Module task

Source
Expand description

§Stream Task Management Architecture

This module contains the core stream task management system that handles streaming computation actors and barrier coordination in RisingWave.

§Architecture Overview

The stream task management system consists of the following layered components:

§External Interface Layer

  • Meta Service: Central coordination service
  • LocalStreamManager: Public API handler for StreamService/ExchangeService

§Core Control Layer

§Actor Execution Layer

  • Stream Actors: Individual computation units
  • LocalBarrierManager: Actor-to-system event bridge

§Key Event Types

§Data Flow and Event Processing

§1. Barrier Flow

This is the primary coordination mechanism for checkpoints and barriers:

  1. Meta Service sends risingwave_pb::stream_service::InjectBarrierRequest via streaming_control_stream
  2. barrier_worker::ControlStreamHandle (owned by barrier_worker::LocalBarrierWorker) receives the request
  3. barrier_worker::LocalBarrierWorker processes the request and calls barrier_worker::LocalBarrierWorker::send_barrier()

### Brief 1
Filter the records below, keeping every line that contains the string "dark".

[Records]
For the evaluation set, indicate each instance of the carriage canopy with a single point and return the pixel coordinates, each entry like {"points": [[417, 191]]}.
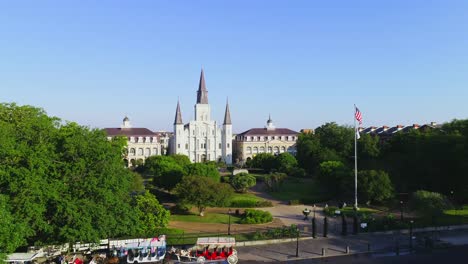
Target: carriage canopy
{"points": [[213, 242]]}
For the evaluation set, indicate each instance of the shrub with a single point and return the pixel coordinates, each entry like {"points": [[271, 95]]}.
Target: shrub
{"points": [[226, 179], [264, 203], [429, 203], [297, 172], [242, 181], [274, 181], [294, 202], [330, 210], [252, 216], [249, 203]]}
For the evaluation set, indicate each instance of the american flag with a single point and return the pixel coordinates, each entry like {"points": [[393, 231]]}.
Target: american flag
{"points": [[358, 115]]}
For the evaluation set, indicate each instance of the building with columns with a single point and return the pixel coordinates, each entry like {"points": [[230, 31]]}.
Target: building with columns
{"points": [[141, 142], [202, 139], [264, 140]]}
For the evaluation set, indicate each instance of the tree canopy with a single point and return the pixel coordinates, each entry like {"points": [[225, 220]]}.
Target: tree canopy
{"points": [[61, 182], [202, 192]]}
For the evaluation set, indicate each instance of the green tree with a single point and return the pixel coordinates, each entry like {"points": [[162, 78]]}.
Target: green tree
{"points": [[167, 171], [285, 162], [429, 203], [151, 214], [374, 186], [202, 192], [62, 182], [308, 152], [265, 161], [242, 181], [274, 181], [337, 138], [335, 177], [11, 232]]}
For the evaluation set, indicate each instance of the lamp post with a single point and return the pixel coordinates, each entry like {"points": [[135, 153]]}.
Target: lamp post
{"points": [[411, 235], [314, 227], [401, 211], [229, 222], [297, 242]]}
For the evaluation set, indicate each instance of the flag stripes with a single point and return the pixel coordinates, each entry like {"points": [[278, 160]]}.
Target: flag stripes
{"points": [[358, 115]]}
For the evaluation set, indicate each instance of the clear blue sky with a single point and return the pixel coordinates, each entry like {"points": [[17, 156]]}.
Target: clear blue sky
{"points": [[305, 62]]}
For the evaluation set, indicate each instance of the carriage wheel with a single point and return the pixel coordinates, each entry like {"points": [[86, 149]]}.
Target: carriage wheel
{"points": [[232, 259]]}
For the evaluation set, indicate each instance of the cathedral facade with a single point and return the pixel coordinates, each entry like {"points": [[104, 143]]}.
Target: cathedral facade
{"points": [[202, 139]]}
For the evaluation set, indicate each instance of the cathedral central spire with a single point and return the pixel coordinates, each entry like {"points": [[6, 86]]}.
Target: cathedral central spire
{"points": [[227, 115], [202, 93], [178, 118]]}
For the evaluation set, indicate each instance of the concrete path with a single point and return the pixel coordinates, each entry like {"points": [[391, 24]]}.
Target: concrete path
{"points": [[384, 244]]}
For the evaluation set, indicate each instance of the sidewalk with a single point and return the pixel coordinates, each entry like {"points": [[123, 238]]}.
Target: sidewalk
{"points": [[336, 246]]}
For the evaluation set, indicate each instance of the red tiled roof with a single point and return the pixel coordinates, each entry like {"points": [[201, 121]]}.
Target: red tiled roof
{"points": [[264, 131], [129, 132]]}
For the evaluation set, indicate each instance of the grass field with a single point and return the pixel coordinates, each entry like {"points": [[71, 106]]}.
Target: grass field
{"points": [[244, 200], [208, 218], [304, 190]]}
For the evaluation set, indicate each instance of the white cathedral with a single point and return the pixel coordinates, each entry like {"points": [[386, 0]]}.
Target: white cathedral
{"points": [[202, 139]]}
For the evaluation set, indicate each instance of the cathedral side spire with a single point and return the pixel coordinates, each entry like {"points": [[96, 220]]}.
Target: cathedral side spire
{"points": [[202, 93], [178, 118], [227, 115]]}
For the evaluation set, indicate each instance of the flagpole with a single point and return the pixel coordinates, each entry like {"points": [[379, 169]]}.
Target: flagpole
{"points": [[355, 160]]}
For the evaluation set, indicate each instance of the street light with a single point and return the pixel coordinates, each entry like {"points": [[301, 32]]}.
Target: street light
{"points": [[411, 235], [314, 227], [401, 210], [229, 222]]}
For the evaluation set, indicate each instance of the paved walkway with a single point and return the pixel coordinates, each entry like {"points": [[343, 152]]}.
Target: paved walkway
{"points": [[384, 244]]}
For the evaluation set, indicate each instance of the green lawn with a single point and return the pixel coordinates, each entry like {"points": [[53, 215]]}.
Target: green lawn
{"points": [[463, 211], [349, 211], [244, 200], [304, 190], [208, 218]]}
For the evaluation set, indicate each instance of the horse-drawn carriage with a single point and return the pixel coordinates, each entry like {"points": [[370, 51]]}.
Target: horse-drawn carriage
{"points": [[208, 250], [146, 251]]}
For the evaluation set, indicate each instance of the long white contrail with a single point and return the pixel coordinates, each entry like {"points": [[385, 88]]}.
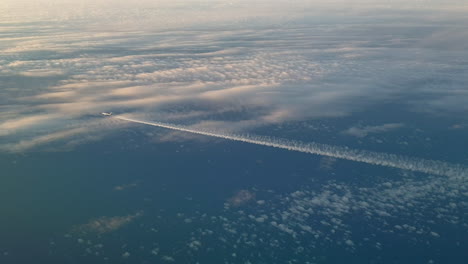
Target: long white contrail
{"points": [[375, 158]]}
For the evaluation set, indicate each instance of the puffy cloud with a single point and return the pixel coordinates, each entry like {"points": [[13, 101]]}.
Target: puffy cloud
{"points": [[262, 75], [366, 130]]}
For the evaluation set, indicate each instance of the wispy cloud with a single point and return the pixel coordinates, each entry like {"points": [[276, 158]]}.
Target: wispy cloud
{"points": [[366, 130]]}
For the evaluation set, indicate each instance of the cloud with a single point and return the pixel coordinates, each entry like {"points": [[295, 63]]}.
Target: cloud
{"points": [[106, 224], [361, 132], [206, 74]]}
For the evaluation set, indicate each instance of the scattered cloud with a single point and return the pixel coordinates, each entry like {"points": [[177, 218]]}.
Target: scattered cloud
{"points": [[361, 132], [106, 224]]}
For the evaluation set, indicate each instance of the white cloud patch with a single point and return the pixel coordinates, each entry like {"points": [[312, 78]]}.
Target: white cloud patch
{"points": [[364, 131], [215, 68]]}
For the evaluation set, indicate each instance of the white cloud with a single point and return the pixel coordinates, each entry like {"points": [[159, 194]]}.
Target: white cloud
{"points": [[366, 130]]}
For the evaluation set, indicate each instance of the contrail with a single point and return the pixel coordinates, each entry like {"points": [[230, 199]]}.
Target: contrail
{"points": [[375, 158]]}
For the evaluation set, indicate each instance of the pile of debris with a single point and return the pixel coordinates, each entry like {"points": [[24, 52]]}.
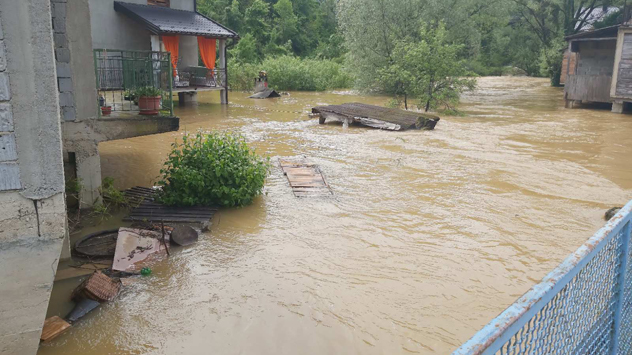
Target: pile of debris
{"points": [[131, 251]]}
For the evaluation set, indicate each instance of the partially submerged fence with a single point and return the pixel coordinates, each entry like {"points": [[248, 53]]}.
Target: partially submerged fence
{"points": [[120, 72], [584, 306]]}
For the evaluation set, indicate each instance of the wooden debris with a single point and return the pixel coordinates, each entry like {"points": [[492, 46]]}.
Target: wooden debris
{"points": [[134, 246], [376, 116], [83, 307], [151, 211], [305, 179], [98, 287], [184, 235], [53, 327]]}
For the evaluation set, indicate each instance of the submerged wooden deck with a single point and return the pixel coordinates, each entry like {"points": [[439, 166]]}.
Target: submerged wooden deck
{"points": [[151, 211], [306, 180], [376, 116]]}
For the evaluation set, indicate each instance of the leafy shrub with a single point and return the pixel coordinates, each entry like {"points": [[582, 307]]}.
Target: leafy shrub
{"points": [[212, 169], [292, 73]]}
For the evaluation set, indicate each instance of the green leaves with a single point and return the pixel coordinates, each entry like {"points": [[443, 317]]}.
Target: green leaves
{"points": [[212, 169]]}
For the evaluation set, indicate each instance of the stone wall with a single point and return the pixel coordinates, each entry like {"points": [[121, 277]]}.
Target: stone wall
{"points": [[32, 208]]}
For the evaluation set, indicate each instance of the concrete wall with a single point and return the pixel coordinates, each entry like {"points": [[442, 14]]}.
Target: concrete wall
{"points": [[32, 208], [111, 30], [596, 57]]}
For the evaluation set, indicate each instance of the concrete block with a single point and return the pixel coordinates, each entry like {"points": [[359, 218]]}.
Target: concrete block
{"points": [[8, 149], [6, 118], [62, 55], [59, 24], [59, 9], [66, 99], [65, 84], [5, 89], [61, 40], [3, 57], [63, 70], [68, 113], [10, 176]]}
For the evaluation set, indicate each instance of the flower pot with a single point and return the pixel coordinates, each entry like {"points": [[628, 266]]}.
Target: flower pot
{"points": [[149, 105]]}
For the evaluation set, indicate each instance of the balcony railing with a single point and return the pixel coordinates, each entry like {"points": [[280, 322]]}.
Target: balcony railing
{"points": [[120, 72], [584, 306], [200, 77]]}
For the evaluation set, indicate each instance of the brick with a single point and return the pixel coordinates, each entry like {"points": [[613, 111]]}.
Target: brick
{"points": [[59, 24], [65, 84], [3, 57], [8, 150], [63, 70], [61, 41], [9, 176], [62, 55], [66, 99], [59, 10], [6, 118], [5, 90], [68, 113]]}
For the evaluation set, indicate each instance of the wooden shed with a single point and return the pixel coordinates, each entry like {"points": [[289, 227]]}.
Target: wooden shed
{"points": [[602, 70]]}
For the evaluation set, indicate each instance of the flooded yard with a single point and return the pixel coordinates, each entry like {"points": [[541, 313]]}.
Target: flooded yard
{"points": [[429, 234]]}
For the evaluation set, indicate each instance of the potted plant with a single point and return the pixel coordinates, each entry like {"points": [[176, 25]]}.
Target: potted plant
{"points": [[148, 100]]}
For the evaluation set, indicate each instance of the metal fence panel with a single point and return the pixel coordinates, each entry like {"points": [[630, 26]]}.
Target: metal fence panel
{"points": [[584, 306]]}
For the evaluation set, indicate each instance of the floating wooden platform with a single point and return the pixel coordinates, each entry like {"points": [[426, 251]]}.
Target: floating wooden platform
{"points": [[376, 116], [151, 211], [306, 180]]}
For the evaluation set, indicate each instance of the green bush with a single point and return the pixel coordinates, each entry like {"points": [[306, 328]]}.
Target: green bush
{"points": [[212, 169], [292, 73]]}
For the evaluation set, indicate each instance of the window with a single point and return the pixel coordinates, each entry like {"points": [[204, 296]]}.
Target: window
{"points": [[164, 3]]}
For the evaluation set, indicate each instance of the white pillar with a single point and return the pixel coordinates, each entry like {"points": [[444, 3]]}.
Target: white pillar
{"points": [[222, 65]]}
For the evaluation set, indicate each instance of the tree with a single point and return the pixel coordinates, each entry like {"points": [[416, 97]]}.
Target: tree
{"points": [[428, 70]]}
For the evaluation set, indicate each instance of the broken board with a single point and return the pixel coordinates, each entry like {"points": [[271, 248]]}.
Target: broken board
{"points": [[53, 326], [306, 180], [376, 116], [148, 210]]}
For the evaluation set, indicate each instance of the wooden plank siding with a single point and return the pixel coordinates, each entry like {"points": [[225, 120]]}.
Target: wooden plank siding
{"points": [[594, 88], [624, 75]]}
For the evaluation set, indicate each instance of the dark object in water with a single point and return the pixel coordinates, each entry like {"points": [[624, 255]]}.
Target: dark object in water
{"points": [[97, 245], [265, 94], [83, 307], [376, 116], [611, 212], [184, 235], [98, 287]]}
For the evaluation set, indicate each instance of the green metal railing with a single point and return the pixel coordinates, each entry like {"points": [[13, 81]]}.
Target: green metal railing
{"points": [[120, 72]]}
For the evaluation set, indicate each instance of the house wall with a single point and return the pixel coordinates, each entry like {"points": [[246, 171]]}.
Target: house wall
{"points": [[111, 30], [32, 208], [596, 57], [624, 77]]}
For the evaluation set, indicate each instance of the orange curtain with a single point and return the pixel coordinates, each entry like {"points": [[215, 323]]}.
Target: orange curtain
{"points": [[207, 51], [171, 45]]}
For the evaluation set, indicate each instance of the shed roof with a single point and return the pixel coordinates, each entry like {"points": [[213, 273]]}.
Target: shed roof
{"points": [[164, 20], [605, 32]]}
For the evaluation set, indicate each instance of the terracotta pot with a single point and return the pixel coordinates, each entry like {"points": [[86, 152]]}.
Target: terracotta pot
{"points": [[149, 105]]}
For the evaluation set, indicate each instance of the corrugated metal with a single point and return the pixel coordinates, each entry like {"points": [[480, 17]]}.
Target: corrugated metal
{"points": [[163, 20]]}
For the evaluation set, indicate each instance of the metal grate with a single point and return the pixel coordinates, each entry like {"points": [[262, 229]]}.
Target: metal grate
{"points": [[583, 307]]}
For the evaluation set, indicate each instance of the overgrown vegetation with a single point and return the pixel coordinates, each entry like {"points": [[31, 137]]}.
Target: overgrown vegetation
{"points": [[212, 169]]}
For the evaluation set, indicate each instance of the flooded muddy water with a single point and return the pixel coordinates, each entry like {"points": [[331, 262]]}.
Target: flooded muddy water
{"points": [[430, 234]]}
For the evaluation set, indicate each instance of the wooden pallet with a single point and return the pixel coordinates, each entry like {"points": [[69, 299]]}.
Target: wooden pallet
{"points": [[151, 211], [306, 180]]}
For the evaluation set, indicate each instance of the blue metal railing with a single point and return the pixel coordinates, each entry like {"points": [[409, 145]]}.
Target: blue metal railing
{"points": [[584, 306]]}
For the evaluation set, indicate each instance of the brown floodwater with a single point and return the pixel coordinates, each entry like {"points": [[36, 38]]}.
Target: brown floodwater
{"points": [[430, 234]]}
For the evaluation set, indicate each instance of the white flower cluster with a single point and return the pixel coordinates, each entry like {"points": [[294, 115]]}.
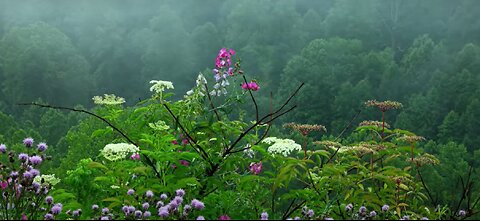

### Brief 2
Using the RisingWave module description above, recast the paragraph beginning "This module contains the core" as a short list that keeps its main facts.

### Full output 1
For the evaluation set, indicate each instance of the dark object in water with a single point and return the pixel coordinates, each entry like {"points": [[624, 255]]}.
Target: dark object in water

### Full output 2
- The module contains RisingWave's core stream task management system.
- The system handles streaming computation actors.
- The system handles barrier coordination.